- _Items_
++++

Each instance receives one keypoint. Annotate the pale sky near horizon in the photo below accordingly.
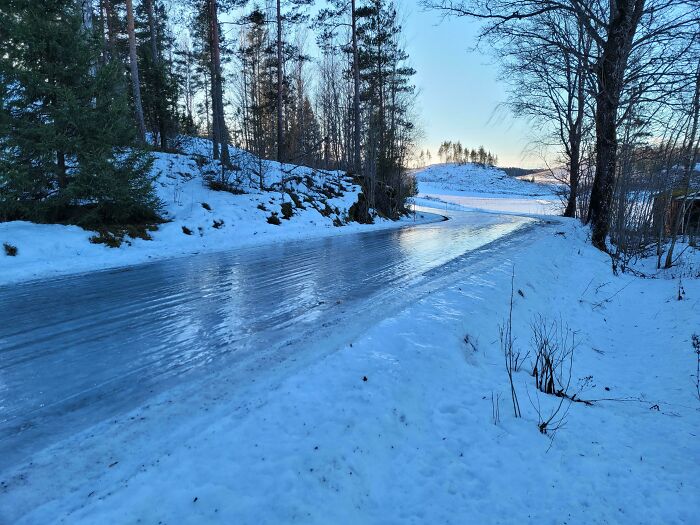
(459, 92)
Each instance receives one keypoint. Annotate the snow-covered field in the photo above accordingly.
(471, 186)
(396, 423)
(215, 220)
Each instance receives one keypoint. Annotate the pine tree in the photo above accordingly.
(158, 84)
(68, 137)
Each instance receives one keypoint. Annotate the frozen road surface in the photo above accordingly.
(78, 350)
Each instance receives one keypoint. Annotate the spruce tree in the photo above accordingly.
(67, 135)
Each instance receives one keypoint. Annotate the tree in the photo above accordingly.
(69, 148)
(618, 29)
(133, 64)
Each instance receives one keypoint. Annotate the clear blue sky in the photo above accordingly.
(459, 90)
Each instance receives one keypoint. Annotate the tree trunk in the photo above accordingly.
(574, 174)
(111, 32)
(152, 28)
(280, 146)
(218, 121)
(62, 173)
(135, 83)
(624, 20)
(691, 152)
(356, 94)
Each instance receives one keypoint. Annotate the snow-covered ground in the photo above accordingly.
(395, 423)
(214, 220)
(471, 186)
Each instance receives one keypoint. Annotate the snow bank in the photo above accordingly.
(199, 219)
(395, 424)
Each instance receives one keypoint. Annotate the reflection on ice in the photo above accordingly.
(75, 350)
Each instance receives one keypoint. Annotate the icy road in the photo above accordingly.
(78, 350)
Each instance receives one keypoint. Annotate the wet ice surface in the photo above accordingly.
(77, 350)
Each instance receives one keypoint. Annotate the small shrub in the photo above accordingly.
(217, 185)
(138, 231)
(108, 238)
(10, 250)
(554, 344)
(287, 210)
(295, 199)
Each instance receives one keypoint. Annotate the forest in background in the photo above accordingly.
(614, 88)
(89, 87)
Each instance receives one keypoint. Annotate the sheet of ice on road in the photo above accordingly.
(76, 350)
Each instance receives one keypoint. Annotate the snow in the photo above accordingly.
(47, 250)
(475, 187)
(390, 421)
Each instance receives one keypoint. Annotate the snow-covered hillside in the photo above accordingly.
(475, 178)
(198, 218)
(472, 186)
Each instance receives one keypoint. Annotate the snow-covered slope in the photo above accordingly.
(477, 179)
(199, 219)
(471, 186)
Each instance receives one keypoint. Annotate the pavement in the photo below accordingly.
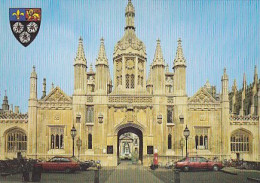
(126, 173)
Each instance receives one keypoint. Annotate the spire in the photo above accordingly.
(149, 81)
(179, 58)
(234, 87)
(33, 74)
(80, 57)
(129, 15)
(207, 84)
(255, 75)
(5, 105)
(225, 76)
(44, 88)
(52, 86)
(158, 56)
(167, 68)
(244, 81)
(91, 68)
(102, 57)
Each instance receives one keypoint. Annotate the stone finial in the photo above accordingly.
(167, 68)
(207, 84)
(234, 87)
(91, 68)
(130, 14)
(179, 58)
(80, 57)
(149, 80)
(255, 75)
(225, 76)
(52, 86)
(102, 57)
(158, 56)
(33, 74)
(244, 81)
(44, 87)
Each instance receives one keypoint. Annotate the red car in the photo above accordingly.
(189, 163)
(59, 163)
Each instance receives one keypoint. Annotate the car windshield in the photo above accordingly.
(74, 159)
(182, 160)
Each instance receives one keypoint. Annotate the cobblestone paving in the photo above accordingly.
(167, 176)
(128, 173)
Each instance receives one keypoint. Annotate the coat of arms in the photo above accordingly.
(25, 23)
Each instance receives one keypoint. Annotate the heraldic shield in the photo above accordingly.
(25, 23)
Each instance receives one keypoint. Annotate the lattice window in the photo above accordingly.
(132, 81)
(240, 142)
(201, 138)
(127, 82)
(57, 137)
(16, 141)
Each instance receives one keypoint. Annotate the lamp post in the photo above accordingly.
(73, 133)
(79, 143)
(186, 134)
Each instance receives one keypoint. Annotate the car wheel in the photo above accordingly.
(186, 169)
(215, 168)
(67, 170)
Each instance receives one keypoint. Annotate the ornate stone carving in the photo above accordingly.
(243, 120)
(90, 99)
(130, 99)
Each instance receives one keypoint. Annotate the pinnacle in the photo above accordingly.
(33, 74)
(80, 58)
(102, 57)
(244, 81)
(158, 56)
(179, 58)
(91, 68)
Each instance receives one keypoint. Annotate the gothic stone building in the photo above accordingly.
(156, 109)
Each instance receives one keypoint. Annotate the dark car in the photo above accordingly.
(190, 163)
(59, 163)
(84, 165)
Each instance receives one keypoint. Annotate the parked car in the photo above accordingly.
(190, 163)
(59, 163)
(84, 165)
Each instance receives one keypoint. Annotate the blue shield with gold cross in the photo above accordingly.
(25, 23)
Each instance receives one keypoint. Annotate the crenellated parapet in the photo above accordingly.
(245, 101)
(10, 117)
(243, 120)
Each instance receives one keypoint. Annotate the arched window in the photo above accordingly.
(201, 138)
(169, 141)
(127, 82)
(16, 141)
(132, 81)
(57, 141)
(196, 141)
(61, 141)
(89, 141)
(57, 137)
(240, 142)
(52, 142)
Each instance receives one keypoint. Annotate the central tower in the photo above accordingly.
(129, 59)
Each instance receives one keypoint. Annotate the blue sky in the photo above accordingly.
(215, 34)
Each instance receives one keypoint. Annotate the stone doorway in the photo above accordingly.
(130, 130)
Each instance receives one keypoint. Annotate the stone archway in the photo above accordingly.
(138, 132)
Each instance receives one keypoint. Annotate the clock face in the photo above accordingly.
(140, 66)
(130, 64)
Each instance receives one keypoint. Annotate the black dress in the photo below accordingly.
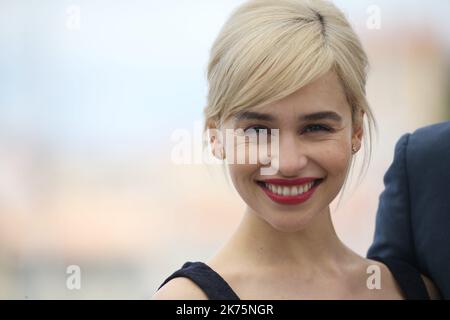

++++

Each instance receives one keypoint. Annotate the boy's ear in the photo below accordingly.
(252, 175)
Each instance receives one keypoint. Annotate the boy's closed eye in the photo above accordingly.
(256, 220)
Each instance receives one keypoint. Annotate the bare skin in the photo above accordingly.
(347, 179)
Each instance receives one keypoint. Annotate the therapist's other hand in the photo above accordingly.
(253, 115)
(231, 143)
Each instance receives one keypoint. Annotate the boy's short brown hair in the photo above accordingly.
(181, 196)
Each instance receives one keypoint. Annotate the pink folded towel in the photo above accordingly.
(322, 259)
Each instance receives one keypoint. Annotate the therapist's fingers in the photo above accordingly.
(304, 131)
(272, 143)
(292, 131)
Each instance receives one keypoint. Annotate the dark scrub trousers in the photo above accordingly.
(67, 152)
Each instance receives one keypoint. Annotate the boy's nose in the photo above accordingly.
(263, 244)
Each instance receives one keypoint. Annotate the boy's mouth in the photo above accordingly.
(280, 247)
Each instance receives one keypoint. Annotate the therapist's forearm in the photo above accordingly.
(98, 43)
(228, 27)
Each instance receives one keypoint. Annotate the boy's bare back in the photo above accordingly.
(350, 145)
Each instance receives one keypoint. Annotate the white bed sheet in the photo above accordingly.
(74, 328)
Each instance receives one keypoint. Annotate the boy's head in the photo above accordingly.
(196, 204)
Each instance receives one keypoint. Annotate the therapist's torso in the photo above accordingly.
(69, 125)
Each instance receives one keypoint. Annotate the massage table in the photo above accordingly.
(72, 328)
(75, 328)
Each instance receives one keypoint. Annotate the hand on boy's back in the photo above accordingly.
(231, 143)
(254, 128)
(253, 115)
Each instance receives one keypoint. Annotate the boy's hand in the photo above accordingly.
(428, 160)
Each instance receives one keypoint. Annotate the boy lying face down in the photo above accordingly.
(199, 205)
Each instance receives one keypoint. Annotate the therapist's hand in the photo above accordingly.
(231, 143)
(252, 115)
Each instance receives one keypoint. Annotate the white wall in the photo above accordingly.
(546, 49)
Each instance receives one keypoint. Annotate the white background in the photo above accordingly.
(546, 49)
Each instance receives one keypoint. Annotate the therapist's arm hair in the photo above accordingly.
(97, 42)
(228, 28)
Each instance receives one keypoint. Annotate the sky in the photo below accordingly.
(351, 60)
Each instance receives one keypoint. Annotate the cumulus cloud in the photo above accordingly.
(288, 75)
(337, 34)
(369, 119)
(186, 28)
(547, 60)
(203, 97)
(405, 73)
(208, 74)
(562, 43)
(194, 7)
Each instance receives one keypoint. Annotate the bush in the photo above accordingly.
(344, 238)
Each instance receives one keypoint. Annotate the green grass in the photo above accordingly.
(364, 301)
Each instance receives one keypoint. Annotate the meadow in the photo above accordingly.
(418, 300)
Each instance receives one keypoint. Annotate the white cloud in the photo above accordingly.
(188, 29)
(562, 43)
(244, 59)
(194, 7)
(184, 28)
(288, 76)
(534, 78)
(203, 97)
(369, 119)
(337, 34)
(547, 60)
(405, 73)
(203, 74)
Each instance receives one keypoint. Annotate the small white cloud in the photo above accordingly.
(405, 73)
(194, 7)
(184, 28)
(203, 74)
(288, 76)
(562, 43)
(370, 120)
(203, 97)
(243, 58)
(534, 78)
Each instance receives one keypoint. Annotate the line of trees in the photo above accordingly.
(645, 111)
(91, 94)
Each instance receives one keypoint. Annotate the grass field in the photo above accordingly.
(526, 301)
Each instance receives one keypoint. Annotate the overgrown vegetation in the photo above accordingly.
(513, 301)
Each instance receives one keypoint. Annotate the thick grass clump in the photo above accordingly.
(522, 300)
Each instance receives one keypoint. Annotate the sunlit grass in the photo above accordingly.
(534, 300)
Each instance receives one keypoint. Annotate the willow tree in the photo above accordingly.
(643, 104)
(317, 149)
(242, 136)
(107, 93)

++++

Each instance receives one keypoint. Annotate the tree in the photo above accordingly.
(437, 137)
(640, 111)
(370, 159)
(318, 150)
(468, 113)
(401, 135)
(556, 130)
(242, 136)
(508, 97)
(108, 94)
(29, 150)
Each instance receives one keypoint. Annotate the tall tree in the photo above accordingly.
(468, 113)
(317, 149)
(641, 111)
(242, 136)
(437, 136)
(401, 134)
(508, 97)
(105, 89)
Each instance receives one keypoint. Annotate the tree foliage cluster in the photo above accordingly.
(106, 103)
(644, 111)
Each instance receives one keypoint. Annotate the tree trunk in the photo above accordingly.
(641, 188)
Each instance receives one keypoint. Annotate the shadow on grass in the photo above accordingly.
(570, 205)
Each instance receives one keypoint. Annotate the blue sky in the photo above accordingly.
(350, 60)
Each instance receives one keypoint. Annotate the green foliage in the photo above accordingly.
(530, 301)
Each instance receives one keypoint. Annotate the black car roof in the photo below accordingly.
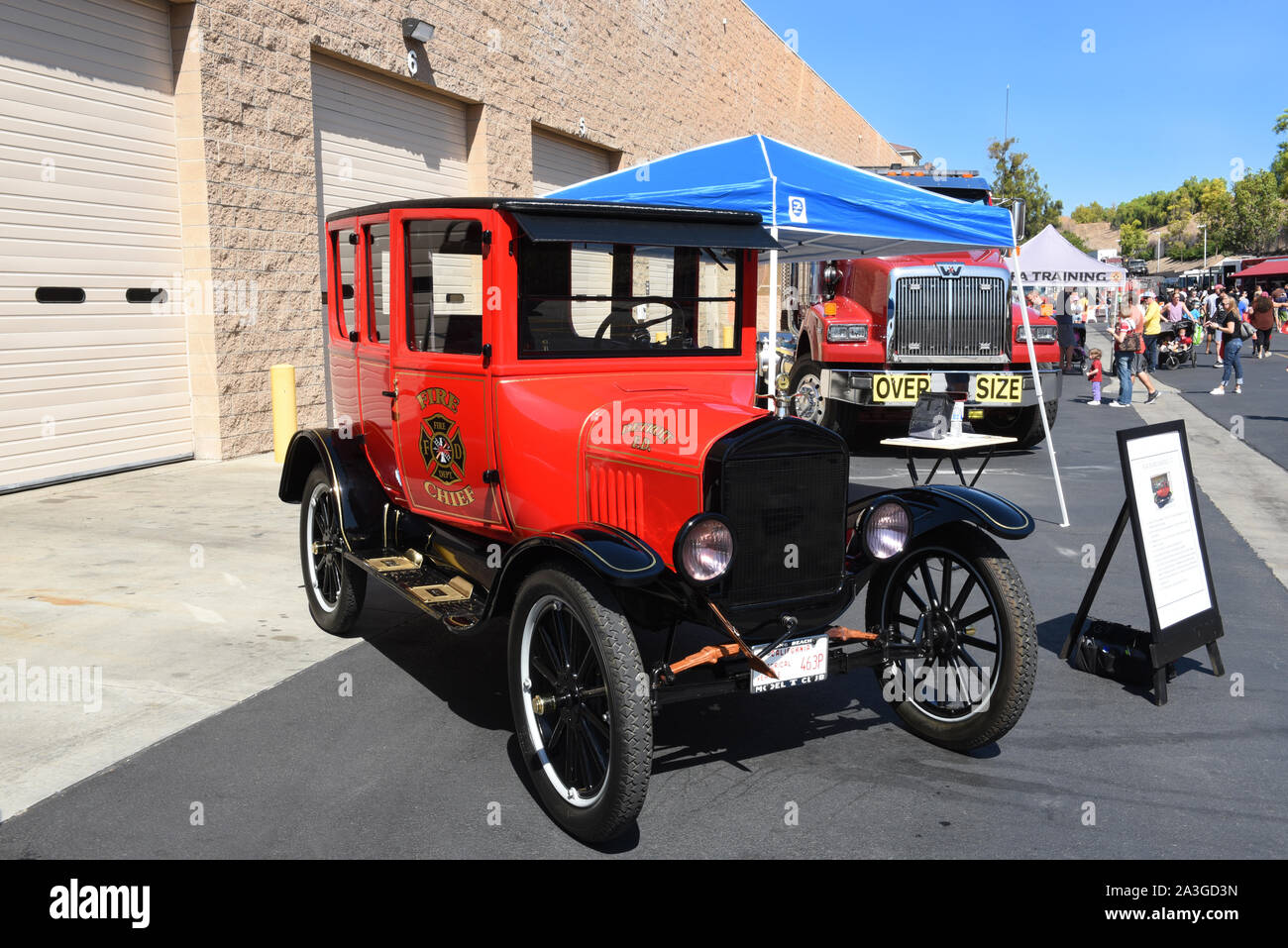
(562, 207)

++++

- _Work instructions_
Copy out each line of the items above that contains the word "foliage".

- _Final result_
Each instance receives one keypoint. Annotate the tree foliage cluster in the photo above accordingly.
Each instance receives one keypoint. Annotate the green foliage in the photo above accordingly.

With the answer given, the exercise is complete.